Selection
-*-*-
Definitely two thumbs up. It's a series of interconnecting stories about a circus town and it inhabitants.
I quite liked it although most of the stories were on the more melancholy side...

I've always been fascinated by the circus - so bright and cheery on the outside - but teeming with seediness and tragedy on the inside...

so , while we're on the subject - if anyone out there has some recommendations along these lines (seedy circus stories) ...besides the classic "Geek Love" ...I'd love to hear them...

31st August 2004

dichro8:43pm: Bulk update
The Etched City, K. J. Bishop, is interesting but very uneven. Featuring a typical post-apocalyptic world: lawless, close horizons, and no room service. Vaguely reminiscent of China Mieville, but nowhere near as good. Dull and directionless at first, but becomes quite gripping in the second half, modulo the extended bouts of navel-gazing that the characters and author engage in at the oddest of times.

A Forest of Stars, Kevin J. Anderson, is just fabulous. Sequel to Hidden Empire, it's space opera with a sizeable complement of factions and powers given to manic self-interest and internecine warfare. Science and a dash of supra-natural nicely blended, with lost ancient technology and inscrutable aliens to boot. Loved it.

The Thief's Gamble, Juliet E. McKenna, is fairly standard fantasy. Quite engaging, and despite being first-person and possessed of a post-denouement lead-out that stretches credulity beyond all reasonable bounds, quite enjoyable.
-*-*-
Material supplied
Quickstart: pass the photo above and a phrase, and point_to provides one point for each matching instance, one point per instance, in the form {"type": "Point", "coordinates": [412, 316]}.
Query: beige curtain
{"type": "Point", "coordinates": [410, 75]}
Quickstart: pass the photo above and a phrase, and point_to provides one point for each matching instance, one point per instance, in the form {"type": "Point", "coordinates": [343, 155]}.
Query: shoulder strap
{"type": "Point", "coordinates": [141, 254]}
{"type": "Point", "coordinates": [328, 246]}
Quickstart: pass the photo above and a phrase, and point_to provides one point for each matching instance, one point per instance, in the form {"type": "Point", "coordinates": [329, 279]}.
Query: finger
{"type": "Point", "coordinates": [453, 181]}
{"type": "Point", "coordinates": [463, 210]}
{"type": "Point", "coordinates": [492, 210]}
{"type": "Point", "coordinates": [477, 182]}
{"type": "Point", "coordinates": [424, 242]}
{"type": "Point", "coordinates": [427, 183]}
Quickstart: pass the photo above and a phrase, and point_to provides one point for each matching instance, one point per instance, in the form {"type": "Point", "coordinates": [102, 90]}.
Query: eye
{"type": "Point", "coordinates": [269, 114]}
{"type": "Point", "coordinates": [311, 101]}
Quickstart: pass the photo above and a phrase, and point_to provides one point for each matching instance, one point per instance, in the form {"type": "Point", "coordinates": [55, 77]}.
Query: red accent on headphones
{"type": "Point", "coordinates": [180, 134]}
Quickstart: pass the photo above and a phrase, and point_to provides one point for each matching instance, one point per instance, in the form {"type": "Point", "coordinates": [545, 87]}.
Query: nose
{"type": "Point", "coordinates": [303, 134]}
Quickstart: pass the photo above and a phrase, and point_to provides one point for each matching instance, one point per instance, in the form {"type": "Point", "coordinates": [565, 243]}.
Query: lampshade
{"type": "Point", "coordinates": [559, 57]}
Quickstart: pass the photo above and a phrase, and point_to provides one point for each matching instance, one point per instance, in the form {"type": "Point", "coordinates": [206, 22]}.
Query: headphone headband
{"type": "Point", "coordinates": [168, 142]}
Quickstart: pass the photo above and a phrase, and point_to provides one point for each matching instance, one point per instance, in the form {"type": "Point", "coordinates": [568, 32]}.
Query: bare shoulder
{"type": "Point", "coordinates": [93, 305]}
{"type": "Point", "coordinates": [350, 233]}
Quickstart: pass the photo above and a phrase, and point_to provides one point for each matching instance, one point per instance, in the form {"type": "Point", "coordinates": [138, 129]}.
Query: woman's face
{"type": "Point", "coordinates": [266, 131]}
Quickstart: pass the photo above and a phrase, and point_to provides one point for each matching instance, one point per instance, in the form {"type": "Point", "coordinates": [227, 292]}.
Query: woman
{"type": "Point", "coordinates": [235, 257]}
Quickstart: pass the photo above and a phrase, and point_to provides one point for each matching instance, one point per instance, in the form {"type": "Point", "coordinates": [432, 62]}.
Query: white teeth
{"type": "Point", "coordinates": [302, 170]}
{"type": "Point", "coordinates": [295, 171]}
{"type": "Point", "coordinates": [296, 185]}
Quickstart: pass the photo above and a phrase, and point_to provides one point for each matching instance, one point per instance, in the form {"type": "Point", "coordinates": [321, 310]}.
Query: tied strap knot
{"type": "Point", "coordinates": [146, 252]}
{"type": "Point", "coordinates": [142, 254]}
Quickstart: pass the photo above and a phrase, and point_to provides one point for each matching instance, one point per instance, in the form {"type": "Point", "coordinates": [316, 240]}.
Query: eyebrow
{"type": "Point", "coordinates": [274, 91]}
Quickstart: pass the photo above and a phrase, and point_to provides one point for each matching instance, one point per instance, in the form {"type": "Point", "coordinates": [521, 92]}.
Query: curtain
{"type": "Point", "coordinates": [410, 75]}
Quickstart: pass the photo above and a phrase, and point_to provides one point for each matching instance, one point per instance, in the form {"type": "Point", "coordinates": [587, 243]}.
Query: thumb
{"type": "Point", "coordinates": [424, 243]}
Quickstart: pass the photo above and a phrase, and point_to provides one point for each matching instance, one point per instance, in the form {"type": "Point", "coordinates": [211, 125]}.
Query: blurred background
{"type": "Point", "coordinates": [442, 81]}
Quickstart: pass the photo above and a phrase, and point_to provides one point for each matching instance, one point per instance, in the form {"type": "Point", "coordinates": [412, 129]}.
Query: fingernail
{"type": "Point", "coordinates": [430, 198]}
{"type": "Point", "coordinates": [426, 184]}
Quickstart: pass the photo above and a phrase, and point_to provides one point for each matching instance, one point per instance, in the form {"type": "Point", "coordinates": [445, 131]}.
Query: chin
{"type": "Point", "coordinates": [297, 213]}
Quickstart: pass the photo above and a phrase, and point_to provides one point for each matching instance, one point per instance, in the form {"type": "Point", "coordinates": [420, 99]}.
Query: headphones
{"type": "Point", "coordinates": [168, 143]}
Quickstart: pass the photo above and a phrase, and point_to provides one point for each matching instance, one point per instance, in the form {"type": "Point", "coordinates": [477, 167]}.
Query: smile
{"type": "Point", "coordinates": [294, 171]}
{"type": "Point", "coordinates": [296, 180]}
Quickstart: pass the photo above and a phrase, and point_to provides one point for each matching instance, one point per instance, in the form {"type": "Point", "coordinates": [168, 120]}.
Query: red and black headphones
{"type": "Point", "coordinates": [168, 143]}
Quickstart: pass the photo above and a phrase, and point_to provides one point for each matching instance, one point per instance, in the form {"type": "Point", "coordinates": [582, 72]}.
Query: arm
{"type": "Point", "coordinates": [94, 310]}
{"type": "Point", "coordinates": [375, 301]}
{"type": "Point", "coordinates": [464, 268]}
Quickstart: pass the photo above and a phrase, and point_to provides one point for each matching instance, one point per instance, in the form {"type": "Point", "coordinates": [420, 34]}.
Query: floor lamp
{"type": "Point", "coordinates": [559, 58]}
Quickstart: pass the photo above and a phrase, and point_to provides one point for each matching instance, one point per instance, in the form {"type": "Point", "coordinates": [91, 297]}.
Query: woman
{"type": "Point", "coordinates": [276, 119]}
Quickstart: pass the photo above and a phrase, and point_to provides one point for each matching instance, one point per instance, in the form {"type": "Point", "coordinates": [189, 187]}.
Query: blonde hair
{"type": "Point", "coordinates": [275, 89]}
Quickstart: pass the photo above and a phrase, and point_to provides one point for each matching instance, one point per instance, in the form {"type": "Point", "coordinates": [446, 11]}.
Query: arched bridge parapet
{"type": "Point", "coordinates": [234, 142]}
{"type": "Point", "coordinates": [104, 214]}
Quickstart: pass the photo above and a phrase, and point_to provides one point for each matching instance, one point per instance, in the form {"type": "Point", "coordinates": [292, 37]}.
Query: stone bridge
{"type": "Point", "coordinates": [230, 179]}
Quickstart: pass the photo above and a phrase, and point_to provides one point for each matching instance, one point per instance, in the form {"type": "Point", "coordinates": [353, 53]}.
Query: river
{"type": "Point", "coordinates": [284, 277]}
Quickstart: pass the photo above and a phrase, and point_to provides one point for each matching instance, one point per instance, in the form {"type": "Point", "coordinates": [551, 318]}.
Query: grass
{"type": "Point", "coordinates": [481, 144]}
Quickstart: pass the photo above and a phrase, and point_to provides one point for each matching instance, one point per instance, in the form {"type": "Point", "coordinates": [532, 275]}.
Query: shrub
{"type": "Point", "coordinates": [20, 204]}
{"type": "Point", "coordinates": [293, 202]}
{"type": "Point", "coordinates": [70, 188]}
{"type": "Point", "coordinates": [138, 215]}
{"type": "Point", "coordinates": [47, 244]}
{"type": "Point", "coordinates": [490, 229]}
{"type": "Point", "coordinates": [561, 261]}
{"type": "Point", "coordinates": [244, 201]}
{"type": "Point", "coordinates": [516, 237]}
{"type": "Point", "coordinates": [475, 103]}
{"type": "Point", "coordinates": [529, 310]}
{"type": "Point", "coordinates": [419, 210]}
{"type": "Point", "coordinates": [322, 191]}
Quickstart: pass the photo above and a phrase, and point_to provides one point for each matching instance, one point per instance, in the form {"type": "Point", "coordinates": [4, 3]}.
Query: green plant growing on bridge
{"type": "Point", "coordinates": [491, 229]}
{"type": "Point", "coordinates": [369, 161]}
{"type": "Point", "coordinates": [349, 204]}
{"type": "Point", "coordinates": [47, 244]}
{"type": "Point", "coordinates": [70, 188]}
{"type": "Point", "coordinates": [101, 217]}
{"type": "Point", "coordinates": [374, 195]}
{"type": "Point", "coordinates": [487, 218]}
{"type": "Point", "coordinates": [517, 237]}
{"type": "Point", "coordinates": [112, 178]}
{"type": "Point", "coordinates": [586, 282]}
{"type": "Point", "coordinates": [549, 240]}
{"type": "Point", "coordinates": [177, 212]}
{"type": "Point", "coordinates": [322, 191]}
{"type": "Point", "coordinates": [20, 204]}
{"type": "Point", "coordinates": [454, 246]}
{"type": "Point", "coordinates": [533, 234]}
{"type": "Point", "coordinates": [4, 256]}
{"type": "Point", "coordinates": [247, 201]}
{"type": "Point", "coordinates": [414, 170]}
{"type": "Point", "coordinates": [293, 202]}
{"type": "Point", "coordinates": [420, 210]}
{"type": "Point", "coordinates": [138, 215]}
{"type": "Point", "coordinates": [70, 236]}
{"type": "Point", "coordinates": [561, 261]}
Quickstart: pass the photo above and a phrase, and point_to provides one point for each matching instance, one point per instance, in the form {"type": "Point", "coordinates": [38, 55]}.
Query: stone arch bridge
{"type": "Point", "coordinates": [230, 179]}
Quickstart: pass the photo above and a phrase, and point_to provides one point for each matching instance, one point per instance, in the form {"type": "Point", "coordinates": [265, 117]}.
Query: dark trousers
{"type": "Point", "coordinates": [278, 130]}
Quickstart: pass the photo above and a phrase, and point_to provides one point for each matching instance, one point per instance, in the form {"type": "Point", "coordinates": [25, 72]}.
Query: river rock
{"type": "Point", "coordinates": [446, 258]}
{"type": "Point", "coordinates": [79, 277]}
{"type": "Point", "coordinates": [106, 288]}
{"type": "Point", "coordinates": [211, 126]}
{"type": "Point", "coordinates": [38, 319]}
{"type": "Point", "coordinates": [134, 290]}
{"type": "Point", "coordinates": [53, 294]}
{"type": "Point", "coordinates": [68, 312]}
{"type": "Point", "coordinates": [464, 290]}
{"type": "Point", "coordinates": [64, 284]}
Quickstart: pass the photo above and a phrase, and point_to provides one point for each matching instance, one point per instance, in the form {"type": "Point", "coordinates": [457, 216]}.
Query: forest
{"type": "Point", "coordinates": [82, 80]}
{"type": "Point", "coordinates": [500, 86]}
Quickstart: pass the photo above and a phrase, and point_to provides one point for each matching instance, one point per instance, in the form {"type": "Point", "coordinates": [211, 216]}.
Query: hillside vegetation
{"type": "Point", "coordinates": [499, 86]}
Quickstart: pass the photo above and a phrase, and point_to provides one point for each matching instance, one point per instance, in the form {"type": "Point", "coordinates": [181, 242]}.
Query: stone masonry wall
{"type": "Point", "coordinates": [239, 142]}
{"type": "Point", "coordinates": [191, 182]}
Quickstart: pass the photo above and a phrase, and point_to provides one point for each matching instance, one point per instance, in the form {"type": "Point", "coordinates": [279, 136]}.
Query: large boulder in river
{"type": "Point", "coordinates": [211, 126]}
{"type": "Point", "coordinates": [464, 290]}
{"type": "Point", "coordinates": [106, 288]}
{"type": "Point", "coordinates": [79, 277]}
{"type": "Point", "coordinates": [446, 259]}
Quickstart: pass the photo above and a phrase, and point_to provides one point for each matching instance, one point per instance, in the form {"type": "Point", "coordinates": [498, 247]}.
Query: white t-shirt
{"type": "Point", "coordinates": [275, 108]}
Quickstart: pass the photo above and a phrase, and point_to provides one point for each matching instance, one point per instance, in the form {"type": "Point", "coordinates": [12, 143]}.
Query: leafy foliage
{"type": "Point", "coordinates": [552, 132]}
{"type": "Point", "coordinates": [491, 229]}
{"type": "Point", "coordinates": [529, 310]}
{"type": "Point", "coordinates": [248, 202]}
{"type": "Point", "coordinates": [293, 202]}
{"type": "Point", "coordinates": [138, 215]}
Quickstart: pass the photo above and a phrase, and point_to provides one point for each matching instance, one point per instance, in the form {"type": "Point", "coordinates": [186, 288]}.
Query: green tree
-*-*-
Task statement
Pick up the book-review journal where it stops and keep writing it in the same manner. The records don't matter for this.

Output for this task
The Outlaw Sea, William Langewiesche, promises to be an insight into modern maritime realities (subtitled A World of Freedom, Chaos and Crime), but despite an interesting first few chapters, the author clearly runs out of material about half way through and starts blathering on about just about anything. The book winds up being far too short for the money anyway.

The Fabric of the Cosmos: Space, Time, and the Texture of Reality is a surprisingly in-depth yet accessible pop-science exploration of the search for fundamental theories that explain observed reality. There's no maths that isn't introduced with a reference to where the narrative resumes, and most of the harder detail is relegated to end notes. Gradually introduces you to some very deep subjects by following their development over the past century or so. Best book I've read in the genre since A Brief History of Time.

20th August 2004

waldo846:31pm: w00t!
I just finished The Manchurian Candidate.

The first 150 pages or so weren't very eventful, but after that it started getting really could. Once I reached this point I couldn't put the book down.

I now want to see the movie, but it would probably disappoint me...

17th August 2004

waldo848:41pm: First post here
This is my first post here.

Books I have read this summer alone:

Fear and Loathing in Las Vegas by Hunter S. Thompson
A Handmaid's Tale by Margaret Atwood
Catch-22 by Joseph Heller
Twelve by Nick McDonnell
Atlas Shrugged by Ayn Rand
The Virtue of Selfishness by Ayn Rand

Other books I have read:

A Clockwork Orange by Anthony Burgess
Steppenwolf by Herman Hesse
Libra by Don Delillo
Choke by Chuck Pahlaniuk
1984 by George Orwell

That's just an insight on the literature I like.

11th August 2004

jetlager12:11pm: Seen this?
For those who are into mysteries and hard-boiled detective novels - not sure if this is real or not, but it certainly is entertaining...and addictive: privatedick.blogspot.com
-Jet

24th July 2004

missjaala9:24am: Bergdorf Blondes - Plum Sykes
Just finished it this morning. Nothing to rave about but the cover is gorgeous.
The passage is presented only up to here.